# WORK TO DO
A - In the lawn tractor thread, what spec number is given for the Kohler Magnum MV16S engine?
B - Write out the part of the lawn tractor thread starting at "2a. Regarding the" and ending at "a second time?".
C - Extend the lawn tractor thread past its last post with the next part.

# ARTICLE
>> Start
I will be far more careful in my next move. I may have to repair my first buy and sell it, 
or take a strong loss on the mistake.
2. Regarding the Craftsman GT6000, I will retrieve the tractor from the local repair shop and spend some time this summer looking for a good used Kohler Magnum MV16S, vertical shaft, Spec No. 58560. If I can find an exact match I also find which of my buddies has any experience 
pulling and replacing small motors and we give the swap out a run on our own labor.
2a. Regarding the Craftsman GT6000 - You helped me find a great buy on an approx. $800.00 new Kohler replacement motor. What is the likely hood that there wouldn't be some serious machine shop work adapting that new motor to the old tractor, which would make the investment painful for a second time? 
3. My continuing research has brought me to a 1970's version of a Case Ingersol 444. This tractor looks like a better match for some of the uses that I want to get from a tractor. It is in good if not better than good existing condition.
Do you happen to have an opinion about that vintage Case 444?


----------



## pogobill (Jan 31, 2012)

Our member *Jssec *does these tractors up. Maybe check out some of his threads.


----------



## Bob Driver (Nov 1, 2017)

The engine mounts on almost all mowers are universal. Never come across a machine yet that you couldn't "swap" between a Kohler, Briggs, or Kawasaki as long as the crankshaft was the same orientation (vertical, horizontal). The problems are always the exhaust system and the belt/clutch alignment do to different shaft diameters, or length.
>> End
# RAW DATA
>> Start
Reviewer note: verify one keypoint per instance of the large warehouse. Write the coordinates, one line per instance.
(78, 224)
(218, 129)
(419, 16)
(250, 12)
>> End
# TASK RESULTS
A - 58560

B -
2a. Regarding the Craftsman GT6000 - You helped me find a great buy on an approx. $800.00 new Kohler replacement motor. What is the likely hood that there wouldn't be some serious machine shop work adapting that new motor to the old tractor, which would make the investment painful for a second time?

C -
The 444, 446, 448 Case tractors were some of the finest machines ever made. I have a 446. The problem becomes that most came with horizontal shaft Onan engines. Onan has been out of business for close to 20 years and parts are getting pricey. Replacement with a late model horizontal shaft is going to be even more $$$. Horizontal twin cylinder engines are way more expensive than vertical shaft engines of the same HP. On a 444, or 446, the best choice in my opinion is a Briggs Vanguard 16HP. On the 448, it would be the Vanguard 18HP.

I'm in the process right now of restoring my Dad's 446 to give to my son. I happen to have a Cub Cadet that had 16HP Vanguard on it I was going to part. I got the Vanguard all mocked up in the chassis last week with the pump bracket, exhaust, and electric clutch all hooked up. I'm about to take it out and go through the engine with a rebuild (rings/heads).

I've already got the B43G Onan sold for the same $$$ it's going to cost me to rebuild and completely install the Vanguard. Is it original?? Nope.... But it is going to be a great working garden tractor/snowplow for the next 20 years. It's not going to be something that sits in a garage collecting dust just so my son can say.... "Look at the great, all original, vintage garden tractor my dad gave me, but I can't actually use for fear of breaking something on the engine and not being able to afford the parts to fix it".

Feel free to use the personal conversation feature of this forum with me any time. We can talk bad about Pogobill and Hoodoo Valley and find out for sure if they can spy on us like the Russian hackers did with Hillary.


----------



## pogobill (Jan 31, 2012)




----------



## Bob Driver (Nov 1, 2017)

Just bored with the 95 degree heat and 97% humidity down here this week and poking a little at you Bill....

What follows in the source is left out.